**TAREAS PENDIENTES**
• a. Responde estas preguntas sobre el texto de Hitler y la bebida:
(i) ¿Qué marcas de agua mineral con gas solía beber el Führer?
(ii) ¿Qué contenido alcohólico tenía la cerveza que se elaboraba para él en Holzkirch?
(iii) ¿Cuántas botellas había proporcionado a Hitler la rapiña nazi en las regiones vinícolas de Francia?
• b. Continúa el texto de Hitler y la bebida a partir de su última oración.

**PÁGINA**
· · · · ·

Al día siguiente, al despertarse aún bajo los efectos de la resaca, su severo padre pidió que le mostrara su certificado de estudios, pero no logró encontrarlo, por lo que tuvo que solicitar una copia al director de la escuela. Al presentarse ante el director pasó la vergüenza más grande de toda su juventud, ya que este le devolvió el certificado extraviado, pero visiblemente manchado de excrementos; un granjero lo había encontrado junto a un camino y lo había entregado en el colegio. En ese momento, Hitler recordó que de regreso a su casa había sentido una necesidad irrefrenable, utilizando su certificado de estudios como higiénico colofón. A partir de ese traumático episodio, se produjo el divorcio entre Hitler y el alcohol.

El Führer solía beber agua mineral con gas Fachingen o Apollinaris[36]. Su obsesión por la pureza del agua que consumía la pagaría muy cara un asistente de Hitler llamado Karl Krause.

Durante una visita del Führer al frente polaco, en septiembre de 1939, el dictador notó que el vaso de agua que este le ofrecía tenía un sabor extraño. Krause confesó que, al haberse terminado el agua que llevaban embotellada, había obtenido agua de una fuente, sin verificar previamente que no estuviera contaminada o incluso envenenada. Krause fue despedido como asistente y enviado a la Marina de guerra.

De todos modos, aunque está muy extendida la idea de que Hitler era totalmente abstemio, esto es falso. No era raro que se tomase una cerveza; en este caso, bebía una que se elaboraba especialmente para él en la localidad de Holzkirch, próxima a Munich, que tenía escasamente dos grados de contenido alcohólico.

En ocasiones, Hitler se hacía servir un pequeño vaso de Fernet Branca —un licor amargo de origen italiano, elaborado con hierbas maceradas— después de las comidas, como digestivo. De todos modos, su escolta Rochus Misch revela en sus memorias que un asistente del dictador le hizo depositario de un secreto; Hitler tenía siempre en su alcoba una minúscula botella de esa bebida y, lo que es más curioso, que el Führer tomaba un vaso de Fernet Branca antes de pronunciar determinados discursos, en los que necesitaba desplegar una especial energía.

Además de Fernet Branca, Hitler podía tomar de vez en cuando una copa de Boonenkamp, un licor estomacal, o de otra bebida alcohólica tradicional del sur de Alemania llamada Krotzbeere. Cuando decía hallarse resfriado, echaba un poco de coñac en el té.

En cuanto al vino, Hitler no mostraba el más mínimo interés por él. Las escasas ocasiones en las que tomaba un vaso de vino lo hacía diluyéndolo con agua o añadiéndole azúcar. Curiosamente, en la residencia alpina de Hitler, en Berchtesgaden, existía una de las mejores bodegas que se hayan reunido a lo largo de la historia. La bodega no se encontraba en su enorme y sombría casa, el Berghof, sino en el sótano de una pequeña fortaleza construida en la cumbre de una montaña de casi 3.000 metros de altura, el Adlerhorst o Nido del Aguila.

La insaciable rapiña nazi en las regiones vinícolas de Francia había proporcionado a Hitler medio millón de botellas de los caldos más exquisitos, que se encontraban allí almacenadas, en cajas de madera o estanterías de hierro. No faltaba el producto de las cosechas más legendarias de todas las grandes marcas.

· · · · ·

**LISTADO**
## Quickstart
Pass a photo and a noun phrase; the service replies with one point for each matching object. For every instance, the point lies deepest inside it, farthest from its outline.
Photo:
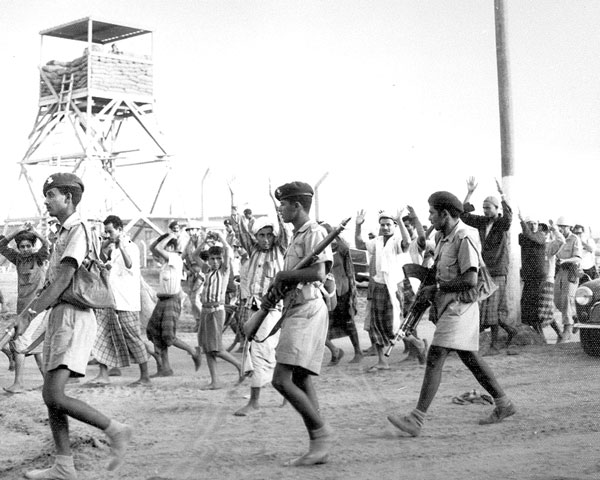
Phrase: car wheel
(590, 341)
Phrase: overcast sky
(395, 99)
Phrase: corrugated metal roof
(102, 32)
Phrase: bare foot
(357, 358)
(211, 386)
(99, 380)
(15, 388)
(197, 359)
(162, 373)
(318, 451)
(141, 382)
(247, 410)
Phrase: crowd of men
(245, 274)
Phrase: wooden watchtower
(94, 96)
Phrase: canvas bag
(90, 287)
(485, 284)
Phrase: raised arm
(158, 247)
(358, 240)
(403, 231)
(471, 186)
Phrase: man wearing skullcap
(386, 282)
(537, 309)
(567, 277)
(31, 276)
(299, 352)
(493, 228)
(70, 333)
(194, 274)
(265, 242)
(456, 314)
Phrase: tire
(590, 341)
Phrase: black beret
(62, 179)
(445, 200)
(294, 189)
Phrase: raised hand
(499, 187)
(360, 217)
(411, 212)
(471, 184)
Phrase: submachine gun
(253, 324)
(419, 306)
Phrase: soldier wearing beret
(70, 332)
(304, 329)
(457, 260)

· · · · ·

**RESPUESTAS**
• a.
(i) Fachingen o Apollinaris.
(ii) Escasamente dos grados.
(iii) Medio millón de botellas.

• b.
Además, en un rincón de la bodega había sitio para algunas botellas del mejor oporto e incluso coñacs del siglo XIX.

Naturalmente, Hitler no prestaba ningún tipo de atención a este botín, al contrario de otros jerarcas del Tercer Reich, como Hermann Goering, que degustaban estos vinos excelentes y disfrutaban ofreciéndolos pomposamente a los visitantes para impresionarles.

Para el Führer, el vino no era más que "una especie de vinagre". Aún así, en un momento de debilidad del dictador, su fotógrafo personal, Heinrich Hoffmann —cuya afición al alcohol era desmedida—, consiguió convencerle de que un vaso de buen vino le ayudaría a conciliar el sueño, puesto que Hitler padecía de insomnio.

Al final, el líder nazi accedió a probar uno de los vinos de su extensa bodega, escogido por el propio Hoffmann. Para sorpresa del fotógrafo, Hitler vació el vino en dos tragos y, chasqueando satisfecho la lengua, exclamó: "¡Por Júpiter! ¡Este vino es excelente!". Esa noche el Führer durmió plácidamente.

Al levantarse por la mañana y comunicarle a su fotógrafo que hacía mucho tiempo que no dormía tan bien, Hoffmann creyó que podía ganarse a Hitler para la causa de Baco. Pero nada más lejos de la realidad; el dictador aseguró que debía mantener el espíritu frío para tomar las decisiones acertadas, y que eso no sería posible si tomaba por costumbre la ingestión de alcohol, aunque fuera un vaso de vino. Así pues, Hoffmann fracasó en su intento y Hitler continuó alejado del acohol.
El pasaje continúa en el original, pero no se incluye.